● DIRECTIVE
Please copy out the following records verbatim, beginning at the line that contains "Step 1: scan the image for lit" and stopping after the line that contains "[333,598,396,634]".
──────── EXERCISE DATA ────────
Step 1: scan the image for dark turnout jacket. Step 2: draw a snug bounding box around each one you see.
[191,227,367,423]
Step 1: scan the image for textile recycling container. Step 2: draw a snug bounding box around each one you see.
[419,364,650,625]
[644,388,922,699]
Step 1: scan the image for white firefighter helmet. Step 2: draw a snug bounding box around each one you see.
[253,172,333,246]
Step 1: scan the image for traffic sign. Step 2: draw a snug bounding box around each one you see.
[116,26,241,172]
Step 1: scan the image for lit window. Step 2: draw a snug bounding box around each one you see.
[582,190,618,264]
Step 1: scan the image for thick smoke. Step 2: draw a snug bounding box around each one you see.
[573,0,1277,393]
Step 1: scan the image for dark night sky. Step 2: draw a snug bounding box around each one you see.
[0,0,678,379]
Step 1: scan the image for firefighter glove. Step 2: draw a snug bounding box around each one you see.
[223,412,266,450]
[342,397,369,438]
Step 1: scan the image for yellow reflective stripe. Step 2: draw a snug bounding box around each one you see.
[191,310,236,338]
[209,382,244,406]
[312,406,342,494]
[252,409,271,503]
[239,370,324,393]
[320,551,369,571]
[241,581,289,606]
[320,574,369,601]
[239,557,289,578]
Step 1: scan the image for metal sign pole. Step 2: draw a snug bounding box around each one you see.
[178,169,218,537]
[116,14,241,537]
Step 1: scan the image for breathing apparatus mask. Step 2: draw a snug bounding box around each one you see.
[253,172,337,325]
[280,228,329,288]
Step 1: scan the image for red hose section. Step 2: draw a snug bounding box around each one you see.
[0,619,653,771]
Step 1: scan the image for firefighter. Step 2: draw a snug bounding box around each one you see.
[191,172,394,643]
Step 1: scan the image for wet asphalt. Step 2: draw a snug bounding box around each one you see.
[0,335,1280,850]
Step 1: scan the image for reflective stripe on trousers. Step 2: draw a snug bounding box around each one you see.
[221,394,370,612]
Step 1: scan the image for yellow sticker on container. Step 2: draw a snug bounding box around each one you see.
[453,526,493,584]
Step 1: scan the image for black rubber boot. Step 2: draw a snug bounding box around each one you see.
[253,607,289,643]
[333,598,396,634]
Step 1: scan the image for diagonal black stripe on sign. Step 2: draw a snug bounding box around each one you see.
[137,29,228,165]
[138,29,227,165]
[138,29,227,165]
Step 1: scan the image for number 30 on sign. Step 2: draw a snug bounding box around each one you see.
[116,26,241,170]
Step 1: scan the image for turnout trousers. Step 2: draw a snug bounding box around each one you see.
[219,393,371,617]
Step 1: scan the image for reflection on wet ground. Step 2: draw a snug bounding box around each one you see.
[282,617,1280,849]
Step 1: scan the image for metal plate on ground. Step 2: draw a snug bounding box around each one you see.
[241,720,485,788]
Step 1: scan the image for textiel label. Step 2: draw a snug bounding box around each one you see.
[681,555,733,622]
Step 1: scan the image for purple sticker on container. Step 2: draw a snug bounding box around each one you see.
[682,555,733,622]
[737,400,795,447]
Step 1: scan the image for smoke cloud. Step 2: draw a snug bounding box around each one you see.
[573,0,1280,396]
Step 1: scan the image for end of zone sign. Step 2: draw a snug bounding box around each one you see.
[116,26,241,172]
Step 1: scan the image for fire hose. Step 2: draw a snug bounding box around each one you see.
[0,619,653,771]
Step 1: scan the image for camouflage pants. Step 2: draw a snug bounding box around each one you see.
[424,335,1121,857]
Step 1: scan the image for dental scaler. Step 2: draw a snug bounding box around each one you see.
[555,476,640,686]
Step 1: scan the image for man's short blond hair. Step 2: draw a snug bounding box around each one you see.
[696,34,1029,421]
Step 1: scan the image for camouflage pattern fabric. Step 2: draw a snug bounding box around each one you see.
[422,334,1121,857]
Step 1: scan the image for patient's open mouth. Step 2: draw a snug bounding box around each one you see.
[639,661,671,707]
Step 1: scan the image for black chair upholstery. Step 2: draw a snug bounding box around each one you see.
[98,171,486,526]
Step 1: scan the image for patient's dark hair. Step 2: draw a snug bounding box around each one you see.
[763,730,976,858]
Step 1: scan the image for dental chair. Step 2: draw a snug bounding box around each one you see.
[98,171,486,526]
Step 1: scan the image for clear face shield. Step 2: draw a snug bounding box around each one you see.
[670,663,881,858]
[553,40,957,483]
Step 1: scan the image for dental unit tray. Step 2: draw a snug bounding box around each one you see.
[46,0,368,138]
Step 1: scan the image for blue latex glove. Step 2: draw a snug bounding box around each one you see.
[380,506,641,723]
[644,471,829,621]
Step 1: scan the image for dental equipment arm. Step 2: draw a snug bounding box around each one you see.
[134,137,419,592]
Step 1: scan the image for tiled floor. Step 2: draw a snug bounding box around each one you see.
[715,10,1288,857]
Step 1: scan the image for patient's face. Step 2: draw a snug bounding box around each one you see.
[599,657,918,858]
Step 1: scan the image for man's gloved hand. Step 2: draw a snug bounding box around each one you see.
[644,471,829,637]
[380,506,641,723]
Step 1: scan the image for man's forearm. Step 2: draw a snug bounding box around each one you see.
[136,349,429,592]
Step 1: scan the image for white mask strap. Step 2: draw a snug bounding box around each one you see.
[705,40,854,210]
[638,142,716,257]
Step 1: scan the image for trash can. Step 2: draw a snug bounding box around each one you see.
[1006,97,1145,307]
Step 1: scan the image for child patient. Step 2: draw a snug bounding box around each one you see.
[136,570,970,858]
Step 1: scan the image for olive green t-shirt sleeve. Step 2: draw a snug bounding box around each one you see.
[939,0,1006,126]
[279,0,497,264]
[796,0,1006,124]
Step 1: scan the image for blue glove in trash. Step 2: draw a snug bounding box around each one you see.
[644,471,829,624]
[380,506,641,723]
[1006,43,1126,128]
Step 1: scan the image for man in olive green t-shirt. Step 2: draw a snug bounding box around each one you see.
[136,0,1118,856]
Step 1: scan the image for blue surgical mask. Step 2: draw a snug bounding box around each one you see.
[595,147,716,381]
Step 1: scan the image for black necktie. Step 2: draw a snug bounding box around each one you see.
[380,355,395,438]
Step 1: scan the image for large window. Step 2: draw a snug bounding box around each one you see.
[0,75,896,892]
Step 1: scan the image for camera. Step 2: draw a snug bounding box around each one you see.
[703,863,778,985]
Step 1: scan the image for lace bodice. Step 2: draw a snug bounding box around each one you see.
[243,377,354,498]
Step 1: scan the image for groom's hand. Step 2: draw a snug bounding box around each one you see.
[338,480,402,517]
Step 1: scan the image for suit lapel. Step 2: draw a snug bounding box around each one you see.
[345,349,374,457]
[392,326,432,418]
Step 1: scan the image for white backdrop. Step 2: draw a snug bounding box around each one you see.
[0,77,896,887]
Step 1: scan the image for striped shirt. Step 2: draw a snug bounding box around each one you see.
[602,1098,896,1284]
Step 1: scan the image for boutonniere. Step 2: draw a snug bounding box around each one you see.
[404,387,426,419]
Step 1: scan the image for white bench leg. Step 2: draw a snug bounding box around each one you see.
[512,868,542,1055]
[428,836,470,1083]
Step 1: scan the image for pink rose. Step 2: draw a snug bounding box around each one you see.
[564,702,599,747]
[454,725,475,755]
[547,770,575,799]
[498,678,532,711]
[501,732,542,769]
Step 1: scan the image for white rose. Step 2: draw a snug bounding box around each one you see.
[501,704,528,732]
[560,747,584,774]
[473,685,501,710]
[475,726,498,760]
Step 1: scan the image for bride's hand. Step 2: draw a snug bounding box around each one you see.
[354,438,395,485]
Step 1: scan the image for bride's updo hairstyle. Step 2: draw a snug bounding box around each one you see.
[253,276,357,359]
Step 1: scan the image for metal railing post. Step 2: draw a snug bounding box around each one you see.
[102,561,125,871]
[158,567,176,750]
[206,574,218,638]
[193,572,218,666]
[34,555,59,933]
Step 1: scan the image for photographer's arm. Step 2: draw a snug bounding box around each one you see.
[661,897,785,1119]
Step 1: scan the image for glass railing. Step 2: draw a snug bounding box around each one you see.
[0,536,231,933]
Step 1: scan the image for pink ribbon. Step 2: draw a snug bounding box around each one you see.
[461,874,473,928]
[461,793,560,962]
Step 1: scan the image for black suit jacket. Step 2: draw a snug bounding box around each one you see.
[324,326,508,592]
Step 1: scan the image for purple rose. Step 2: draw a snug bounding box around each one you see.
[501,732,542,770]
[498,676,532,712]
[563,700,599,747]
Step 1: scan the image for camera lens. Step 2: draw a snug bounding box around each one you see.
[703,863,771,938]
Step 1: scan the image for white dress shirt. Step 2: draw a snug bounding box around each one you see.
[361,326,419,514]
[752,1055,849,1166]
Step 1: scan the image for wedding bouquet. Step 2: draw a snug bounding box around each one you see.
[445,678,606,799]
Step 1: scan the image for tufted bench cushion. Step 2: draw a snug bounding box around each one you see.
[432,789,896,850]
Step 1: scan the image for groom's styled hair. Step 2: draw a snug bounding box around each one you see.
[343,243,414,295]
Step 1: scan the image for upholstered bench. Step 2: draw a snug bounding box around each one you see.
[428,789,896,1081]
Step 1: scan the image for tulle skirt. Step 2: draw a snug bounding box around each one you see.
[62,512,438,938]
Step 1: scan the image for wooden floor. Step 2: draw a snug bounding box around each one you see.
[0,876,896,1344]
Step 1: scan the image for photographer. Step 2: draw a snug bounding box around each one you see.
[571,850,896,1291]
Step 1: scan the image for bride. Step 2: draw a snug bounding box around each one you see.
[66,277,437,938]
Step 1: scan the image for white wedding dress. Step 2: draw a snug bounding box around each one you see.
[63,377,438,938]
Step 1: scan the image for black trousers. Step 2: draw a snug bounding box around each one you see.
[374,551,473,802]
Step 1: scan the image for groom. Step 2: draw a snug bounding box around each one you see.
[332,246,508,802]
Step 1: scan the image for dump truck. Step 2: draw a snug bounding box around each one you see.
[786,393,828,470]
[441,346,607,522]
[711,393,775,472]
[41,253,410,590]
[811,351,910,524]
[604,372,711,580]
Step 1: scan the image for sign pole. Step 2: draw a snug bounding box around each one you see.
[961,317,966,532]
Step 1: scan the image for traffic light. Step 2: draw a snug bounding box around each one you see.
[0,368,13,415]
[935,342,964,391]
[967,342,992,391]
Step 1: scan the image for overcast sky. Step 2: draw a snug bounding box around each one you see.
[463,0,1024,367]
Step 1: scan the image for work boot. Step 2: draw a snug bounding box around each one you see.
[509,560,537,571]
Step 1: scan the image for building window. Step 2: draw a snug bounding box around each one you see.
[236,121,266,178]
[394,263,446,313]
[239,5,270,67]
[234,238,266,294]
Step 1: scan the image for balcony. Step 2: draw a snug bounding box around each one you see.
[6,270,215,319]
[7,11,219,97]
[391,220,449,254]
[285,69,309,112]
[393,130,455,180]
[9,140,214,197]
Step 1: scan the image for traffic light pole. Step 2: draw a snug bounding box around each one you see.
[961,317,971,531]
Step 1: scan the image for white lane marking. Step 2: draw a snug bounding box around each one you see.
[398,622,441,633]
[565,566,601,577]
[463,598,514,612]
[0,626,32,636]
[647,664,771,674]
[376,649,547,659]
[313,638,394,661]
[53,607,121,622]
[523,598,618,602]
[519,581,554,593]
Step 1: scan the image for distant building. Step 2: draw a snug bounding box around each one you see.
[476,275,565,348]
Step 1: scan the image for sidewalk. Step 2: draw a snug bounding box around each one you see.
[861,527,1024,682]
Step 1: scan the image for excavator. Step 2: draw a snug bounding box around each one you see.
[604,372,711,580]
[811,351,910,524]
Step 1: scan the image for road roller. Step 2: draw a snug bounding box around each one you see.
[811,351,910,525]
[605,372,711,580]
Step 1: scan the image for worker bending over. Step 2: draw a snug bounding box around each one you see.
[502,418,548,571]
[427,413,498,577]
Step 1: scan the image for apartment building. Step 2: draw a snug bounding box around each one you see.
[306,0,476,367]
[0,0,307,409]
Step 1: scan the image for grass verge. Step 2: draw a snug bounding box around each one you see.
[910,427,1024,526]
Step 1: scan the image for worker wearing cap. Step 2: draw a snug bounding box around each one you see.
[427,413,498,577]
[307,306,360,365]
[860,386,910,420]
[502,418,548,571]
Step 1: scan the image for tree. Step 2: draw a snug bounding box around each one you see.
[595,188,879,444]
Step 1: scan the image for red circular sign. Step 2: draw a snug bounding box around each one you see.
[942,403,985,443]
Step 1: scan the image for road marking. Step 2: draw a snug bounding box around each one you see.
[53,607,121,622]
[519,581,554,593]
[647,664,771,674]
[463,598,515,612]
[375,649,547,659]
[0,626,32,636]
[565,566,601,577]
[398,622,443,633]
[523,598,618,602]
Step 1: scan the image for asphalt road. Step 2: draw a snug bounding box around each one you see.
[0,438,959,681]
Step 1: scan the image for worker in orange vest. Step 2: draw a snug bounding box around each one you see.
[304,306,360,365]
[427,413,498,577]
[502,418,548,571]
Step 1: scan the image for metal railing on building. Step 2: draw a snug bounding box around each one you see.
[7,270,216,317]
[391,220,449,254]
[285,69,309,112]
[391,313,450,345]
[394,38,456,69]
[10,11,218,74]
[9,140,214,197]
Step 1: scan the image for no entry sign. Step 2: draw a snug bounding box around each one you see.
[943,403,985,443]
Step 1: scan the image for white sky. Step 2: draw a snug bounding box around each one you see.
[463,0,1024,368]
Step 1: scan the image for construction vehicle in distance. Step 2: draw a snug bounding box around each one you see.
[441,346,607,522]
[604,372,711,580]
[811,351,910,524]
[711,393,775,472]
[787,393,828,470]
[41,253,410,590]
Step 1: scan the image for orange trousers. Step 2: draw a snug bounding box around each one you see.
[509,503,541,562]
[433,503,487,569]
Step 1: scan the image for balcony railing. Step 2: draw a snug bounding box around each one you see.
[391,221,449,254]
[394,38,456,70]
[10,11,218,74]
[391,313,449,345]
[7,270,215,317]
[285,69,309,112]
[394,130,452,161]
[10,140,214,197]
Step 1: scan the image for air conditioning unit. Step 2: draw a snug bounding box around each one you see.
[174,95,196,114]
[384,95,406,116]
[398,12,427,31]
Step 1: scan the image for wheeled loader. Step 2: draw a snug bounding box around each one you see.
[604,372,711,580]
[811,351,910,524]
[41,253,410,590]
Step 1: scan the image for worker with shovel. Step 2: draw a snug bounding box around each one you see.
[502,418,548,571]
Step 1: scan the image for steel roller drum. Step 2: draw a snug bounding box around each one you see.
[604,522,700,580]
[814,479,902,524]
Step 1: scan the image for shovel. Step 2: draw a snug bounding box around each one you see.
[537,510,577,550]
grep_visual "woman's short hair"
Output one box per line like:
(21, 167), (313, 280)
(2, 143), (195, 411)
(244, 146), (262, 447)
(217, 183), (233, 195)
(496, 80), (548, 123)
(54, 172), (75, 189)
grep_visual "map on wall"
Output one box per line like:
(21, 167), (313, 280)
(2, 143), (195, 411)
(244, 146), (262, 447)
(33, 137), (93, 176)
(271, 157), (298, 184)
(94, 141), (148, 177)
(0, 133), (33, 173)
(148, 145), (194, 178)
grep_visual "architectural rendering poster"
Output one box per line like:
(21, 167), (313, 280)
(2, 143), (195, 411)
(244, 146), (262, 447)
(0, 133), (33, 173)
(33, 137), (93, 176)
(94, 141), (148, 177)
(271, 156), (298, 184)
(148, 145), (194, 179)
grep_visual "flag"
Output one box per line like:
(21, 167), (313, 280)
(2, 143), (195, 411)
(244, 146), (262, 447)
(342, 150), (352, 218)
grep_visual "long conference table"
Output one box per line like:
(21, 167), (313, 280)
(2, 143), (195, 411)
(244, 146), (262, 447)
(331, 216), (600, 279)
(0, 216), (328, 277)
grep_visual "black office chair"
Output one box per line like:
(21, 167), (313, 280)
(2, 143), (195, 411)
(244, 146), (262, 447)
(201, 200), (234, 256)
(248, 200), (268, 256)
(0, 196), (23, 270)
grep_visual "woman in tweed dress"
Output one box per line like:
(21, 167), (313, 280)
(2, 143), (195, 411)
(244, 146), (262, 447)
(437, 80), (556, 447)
────────
● THE REPLY
Step 1: scan the image for lit window. Step 2: draw a snug bounding box around each one you see.
[582,190,618,264]
Step 1: scan the image for thick smoke. Step 2: draw a snug bounding box around each one you see.
[573,0,1277,393]
Step 1: scan the image for dark night sky. Step 2: draw a snug bounding box around each one you see.
[0,0,678,379]
Step 1: scan the image for firefighter glove. Step 2: draw a snug bounding box around each one you see.
[223,412,266,450]
[342,397,369,438]
Step 1: scan the image for yellow reflective stripe. Step 2: draw a snug bounding box around each one you see.
[191,310,236,338]
[209,382,244,406]
[312,406,342,494]
[252,409,271,503]
[239,370,324,393]
[320,551,369,571]
[241,581,289,606]
[320,574,369,601]
[239,557,289,578]
Step 1: scan the image for metal sign pole. Step 2: draw a snug bounding box around each one you see.
[178,169,218,537]
[116,14,241,537]
Step 1: scan the image for breathing apparatus mask. Step 2: draw a snug bounding box around each one you see.
[253,172,337,325]
[280,228,329,288]
Step 1: scan the image for red hose section. Step 2: draw a snug bounding box around each one you see.
[0,619,653,771]
Step 1: scan the image for firefighter. Step 2: draw a snug bounding box around each one you see.
[191,172,394,643]
Step 1: scan the image for wet asphalt. Step 2: draw a snug bounding box around each one you see.
[0,335,1280,850]
Step 1: scan the image for reflective stripe on trousers. Step 2: draw a snug bounding box around each one you see.
[221,394,370,612]
Step 1: scan the image for yellow sticker on container. Step 2: draw a snug bounding box around each one you see.
[453,526,493,584]
Step 1: scan the image for black rubber boot. Step 2: draw a snug bounding box around each one you see.
[253,607,289,643]
[333,598,396,634]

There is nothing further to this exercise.